----- LISTED RECORDS -----

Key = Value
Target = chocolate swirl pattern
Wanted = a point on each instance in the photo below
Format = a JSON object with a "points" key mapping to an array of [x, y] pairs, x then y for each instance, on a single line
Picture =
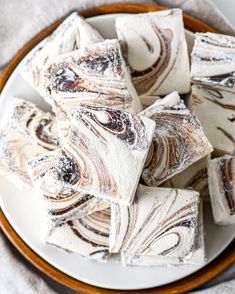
{"points": [[216, 111], [73, 34], [213, 60], [178, 141], [105, 160], [88, 236], [221, 172], [26, 132], [98, 76], [194, 177], [156, 51], [160, 227]]}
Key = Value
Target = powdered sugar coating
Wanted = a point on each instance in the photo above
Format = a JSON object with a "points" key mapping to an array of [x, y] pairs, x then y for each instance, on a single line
{"points": [[98, 76], [26, 132], [178, 141], [213, 60], [73, 34]]}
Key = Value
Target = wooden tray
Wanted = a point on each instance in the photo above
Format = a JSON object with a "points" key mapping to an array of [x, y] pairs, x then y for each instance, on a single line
{"points": [[202, 276]]}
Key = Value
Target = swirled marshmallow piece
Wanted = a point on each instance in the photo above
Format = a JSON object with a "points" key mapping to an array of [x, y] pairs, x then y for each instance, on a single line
{"points": [[25, 132], [161, 227], [194, 177], [61, 204], [213, 60], [178, 141], [103, 155], [98, 76], [88, 236], [215, 108], [221, 172], [74, 33], [155, 49]]}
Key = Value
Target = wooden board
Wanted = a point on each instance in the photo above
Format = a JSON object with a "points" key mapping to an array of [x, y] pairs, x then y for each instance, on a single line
{"points": [[202, 276]]}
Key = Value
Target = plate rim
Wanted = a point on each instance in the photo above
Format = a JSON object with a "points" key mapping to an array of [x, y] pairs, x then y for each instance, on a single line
{"points": [[223, 261]]}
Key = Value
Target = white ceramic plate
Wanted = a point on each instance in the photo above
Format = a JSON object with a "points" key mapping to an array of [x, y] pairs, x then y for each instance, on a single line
{"points": [[24, 212]]}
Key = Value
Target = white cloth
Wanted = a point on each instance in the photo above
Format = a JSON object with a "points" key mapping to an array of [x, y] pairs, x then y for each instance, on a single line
{"points": [[19, 22]]}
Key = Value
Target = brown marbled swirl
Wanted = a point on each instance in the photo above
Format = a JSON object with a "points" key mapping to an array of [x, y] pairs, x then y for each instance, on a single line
{"points": [[178, 142], [213, 60], [88, 236], [215, 108], [72, 34], [194, 177], [221, 173], [160, 227], [97, 77], [155, 51], [26, 132], [103, 154]]}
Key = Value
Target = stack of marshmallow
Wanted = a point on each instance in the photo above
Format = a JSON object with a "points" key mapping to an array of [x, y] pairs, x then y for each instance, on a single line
{"points": [[115, 178]]}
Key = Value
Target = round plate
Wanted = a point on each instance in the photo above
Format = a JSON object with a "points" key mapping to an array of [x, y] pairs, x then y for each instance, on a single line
{"points": [[21, 216]]}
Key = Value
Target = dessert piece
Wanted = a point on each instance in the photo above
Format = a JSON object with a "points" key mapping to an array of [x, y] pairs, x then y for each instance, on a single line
{"points": [[178, 140], [61, 208], [213, 60], [25, 132], [216, 111], [98, 76], [194, 177], [88, 236], [74, 33], [156, 51], [103, 155], [161, 227], [221, 175]]}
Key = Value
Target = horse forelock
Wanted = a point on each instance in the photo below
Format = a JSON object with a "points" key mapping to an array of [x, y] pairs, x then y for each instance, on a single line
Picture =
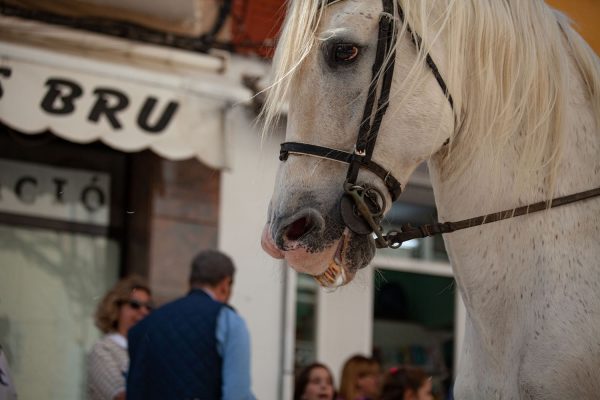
{"points": [[505, 64]]}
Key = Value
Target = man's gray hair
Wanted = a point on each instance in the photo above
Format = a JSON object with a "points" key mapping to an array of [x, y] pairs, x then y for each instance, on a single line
{"points": [[210, 267]]}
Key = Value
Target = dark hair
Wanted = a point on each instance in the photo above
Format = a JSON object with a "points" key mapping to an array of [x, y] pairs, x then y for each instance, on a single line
{"points": [[210, 267], [303, 378], [107, 312], [398, 380]]}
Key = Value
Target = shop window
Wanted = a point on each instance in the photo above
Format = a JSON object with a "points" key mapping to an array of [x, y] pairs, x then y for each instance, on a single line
{"points": [[414, 323], [60, 250]]}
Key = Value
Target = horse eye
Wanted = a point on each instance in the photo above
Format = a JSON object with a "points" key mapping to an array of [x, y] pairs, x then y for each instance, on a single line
{"points": [[345, 53]]}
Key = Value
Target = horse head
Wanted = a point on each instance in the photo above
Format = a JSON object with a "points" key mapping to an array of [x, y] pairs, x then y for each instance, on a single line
{"points": [[327, 84]]}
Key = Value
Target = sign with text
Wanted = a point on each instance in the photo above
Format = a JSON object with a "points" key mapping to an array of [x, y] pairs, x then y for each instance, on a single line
{"points": [[65, 194], [125, 107]]}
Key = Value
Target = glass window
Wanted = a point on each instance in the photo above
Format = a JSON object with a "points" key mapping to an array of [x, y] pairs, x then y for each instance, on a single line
{"points": [[414, 323]]}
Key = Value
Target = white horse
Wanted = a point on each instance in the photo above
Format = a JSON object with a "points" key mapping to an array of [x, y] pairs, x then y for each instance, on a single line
{"points": [[524, 128]]}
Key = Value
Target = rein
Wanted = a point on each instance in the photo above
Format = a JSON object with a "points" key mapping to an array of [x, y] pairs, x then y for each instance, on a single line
{"points": [[394, 239], [361, 207]]}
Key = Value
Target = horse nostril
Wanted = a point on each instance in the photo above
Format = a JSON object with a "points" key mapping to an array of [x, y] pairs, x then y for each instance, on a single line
{"points": [[298, 228]]}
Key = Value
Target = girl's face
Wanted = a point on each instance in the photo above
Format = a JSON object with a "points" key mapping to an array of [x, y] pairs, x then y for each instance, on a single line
{"points": [[320, 385], [368, 385], [424, 392]]}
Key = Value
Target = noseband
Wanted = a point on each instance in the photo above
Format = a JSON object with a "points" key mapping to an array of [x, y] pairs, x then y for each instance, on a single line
{"points": [[362, 207]]}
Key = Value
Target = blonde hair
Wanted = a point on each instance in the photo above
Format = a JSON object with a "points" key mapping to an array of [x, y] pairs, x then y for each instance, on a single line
{"points": [[517, 55], [107, 313]]}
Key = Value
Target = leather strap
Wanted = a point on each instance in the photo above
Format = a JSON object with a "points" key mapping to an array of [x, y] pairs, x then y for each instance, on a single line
{"points": [[395, 239]]}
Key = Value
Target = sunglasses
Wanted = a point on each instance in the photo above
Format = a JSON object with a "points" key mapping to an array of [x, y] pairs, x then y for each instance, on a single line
{"points": [[137, 305]]}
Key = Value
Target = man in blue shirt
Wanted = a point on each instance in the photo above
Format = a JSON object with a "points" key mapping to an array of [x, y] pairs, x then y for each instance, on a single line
{"points": [[196, 347]]}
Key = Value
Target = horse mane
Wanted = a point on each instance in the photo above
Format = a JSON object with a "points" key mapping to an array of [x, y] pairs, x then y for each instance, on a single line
{"points": [[506, 67]]}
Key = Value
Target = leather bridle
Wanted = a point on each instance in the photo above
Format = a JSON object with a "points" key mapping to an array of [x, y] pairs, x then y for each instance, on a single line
{"points": [[362, 207]]}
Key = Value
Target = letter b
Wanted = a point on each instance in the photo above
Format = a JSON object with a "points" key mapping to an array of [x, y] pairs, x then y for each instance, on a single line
{"points": [[60, 97]]}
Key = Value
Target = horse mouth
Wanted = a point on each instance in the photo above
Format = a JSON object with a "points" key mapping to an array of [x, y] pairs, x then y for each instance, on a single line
{"points": [[337, 273]]}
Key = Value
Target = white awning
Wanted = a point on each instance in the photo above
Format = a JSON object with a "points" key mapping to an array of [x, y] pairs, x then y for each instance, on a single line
{"points": [[87, 87]]}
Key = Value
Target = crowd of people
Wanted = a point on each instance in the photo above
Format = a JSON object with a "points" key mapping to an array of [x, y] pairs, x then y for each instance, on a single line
{"points": [[198, 347], [362, 379]]}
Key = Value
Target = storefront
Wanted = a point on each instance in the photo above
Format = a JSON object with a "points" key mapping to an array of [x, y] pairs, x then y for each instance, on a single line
{"points": [[120, 158]]}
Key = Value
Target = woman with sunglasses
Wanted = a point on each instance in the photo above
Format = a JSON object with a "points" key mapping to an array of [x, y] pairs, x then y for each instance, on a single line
{"points": [[121, 308]]}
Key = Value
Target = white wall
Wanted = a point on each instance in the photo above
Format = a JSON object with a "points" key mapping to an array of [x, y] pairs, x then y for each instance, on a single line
{"points": [[345, 322], [258, 289]]}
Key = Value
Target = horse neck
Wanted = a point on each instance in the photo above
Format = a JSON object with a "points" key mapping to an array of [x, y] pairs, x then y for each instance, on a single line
{"points": [[495, 262]]}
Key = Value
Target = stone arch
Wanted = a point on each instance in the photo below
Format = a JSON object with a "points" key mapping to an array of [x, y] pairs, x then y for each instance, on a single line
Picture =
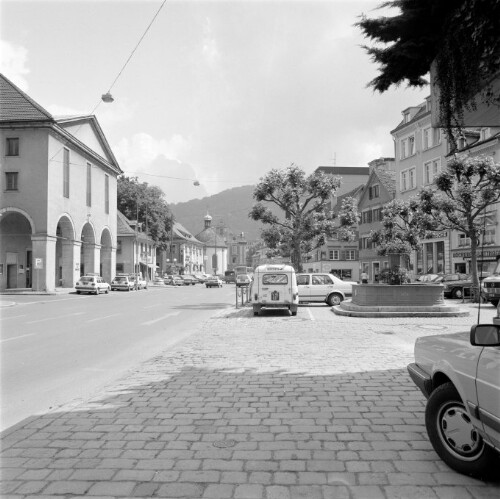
{"points": [[106, 252], [16, 230], [89, 261], [65, 258]]}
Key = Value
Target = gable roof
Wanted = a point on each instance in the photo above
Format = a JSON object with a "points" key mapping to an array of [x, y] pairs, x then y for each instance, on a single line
{"points": [[15, 105], [344, 170], [67, 121], [418, 115], [17, 108], [181, 232]]}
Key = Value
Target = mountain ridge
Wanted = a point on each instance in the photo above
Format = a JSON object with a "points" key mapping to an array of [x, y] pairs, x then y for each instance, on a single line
{"points": [[229, 208]]}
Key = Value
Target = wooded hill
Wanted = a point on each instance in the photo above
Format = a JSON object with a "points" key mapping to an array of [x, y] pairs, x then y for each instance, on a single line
{"points": [[229, 207]]}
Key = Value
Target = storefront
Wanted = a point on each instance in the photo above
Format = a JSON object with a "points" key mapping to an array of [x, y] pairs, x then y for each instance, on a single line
{"points": [[486, 259]]}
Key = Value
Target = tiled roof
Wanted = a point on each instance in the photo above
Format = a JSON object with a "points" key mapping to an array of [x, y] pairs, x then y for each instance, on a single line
{"points": [[387, 178], [15, 105], [123, 225], [344, 170], [422, 110]]}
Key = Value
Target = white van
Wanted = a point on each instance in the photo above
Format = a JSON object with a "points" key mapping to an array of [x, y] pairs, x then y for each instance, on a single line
{"points": [[274, 287]]}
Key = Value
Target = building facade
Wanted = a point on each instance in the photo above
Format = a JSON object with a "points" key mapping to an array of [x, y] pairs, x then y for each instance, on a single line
{"points": [[58, 204], [420, 152], [379, 190], [135, 251], [215, 248]]}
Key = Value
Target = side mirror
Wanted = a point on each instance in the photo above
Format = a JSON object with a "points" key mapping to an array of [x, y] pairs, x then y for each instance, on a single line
{"points": [[485, 335]]}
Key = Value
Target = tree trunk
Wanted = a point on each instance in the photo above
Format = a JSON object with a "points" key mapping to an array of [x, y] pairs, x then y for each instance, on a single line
{"points": [[475, 290]]}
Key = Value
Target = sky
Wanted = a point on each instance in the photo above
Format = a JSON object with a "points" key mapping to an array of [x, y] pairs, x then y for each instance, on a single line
{"points": [[216, 93]]}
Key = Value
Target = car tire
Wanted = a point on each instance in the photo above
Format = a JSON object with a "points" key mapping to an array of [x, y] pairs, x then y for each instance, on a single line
{"points": [[334, 299], [453, 436]]}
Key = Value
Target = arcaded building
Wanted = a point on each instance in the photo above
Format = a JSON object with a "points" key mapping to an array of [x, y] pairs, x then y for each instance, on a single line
{"points": [[58, 205]]}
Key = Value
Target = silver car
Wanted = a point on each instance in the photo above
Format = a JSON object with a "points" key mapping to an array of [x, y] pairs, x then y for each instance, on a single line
{"points": [[460, 376], [323, 288]]}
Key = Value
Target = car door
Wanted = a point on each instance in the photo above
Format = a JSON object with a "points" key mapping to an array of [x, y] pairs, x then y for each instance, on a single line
{"points": [[488, 392], [303, 283], [321, 286]]}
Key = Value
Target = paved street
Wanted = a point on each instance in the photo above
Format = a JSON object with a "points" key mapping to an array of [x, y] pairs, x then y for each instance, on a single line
{"points": [[272, 407], [56, 349]]}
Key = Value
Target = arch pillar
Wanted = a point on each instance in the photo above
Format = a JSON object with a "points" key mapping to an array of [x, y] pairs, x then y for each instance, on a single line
{"points": [[44, 253], [71, 257]]}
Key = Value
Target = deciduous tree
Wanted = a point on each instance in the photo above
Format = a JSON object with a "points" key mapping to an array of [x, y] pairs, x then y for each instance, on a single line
{"points": [[306, 219], [147, 204], [460, 37]]}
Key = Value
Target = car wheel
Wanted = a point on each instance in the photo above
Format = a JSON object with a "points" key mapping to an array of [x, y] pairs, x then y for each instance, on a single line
{"points": [[334, 299], [454, 437]]}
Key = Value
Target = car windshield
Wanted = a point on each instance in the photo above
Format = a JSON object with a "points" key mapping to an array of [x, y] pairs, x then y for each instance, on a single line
{"points": [[275, 279]]}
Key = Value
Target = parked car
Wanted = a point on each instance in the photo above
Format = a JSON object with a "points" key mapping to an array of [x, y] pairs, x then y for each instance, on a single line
{"points": [[122, 282], [214, 281], [427, 278], [490, 286], [202, 278], [188, 279], [93, 284], [141, 282], [458, 374], [455, 285], [323, 288], [243, 280], [173, 280]]}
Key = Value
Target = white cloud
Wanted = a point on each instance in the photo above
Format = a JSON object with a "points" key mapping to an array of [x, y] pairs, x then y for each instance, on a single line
{"points": [[13, 60], [142, 149], [210, 50]]}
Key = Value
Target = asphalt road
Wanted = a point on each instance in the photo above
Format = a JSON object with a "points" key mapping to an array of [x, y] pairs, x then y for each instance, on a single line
{"points": [[59, 349]]}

-----

ASSIGNED TASK:
For the word "leather", return every line of the records that holds it.

RESPONSE BELOW:
Target = leather strap
Target = leather bridle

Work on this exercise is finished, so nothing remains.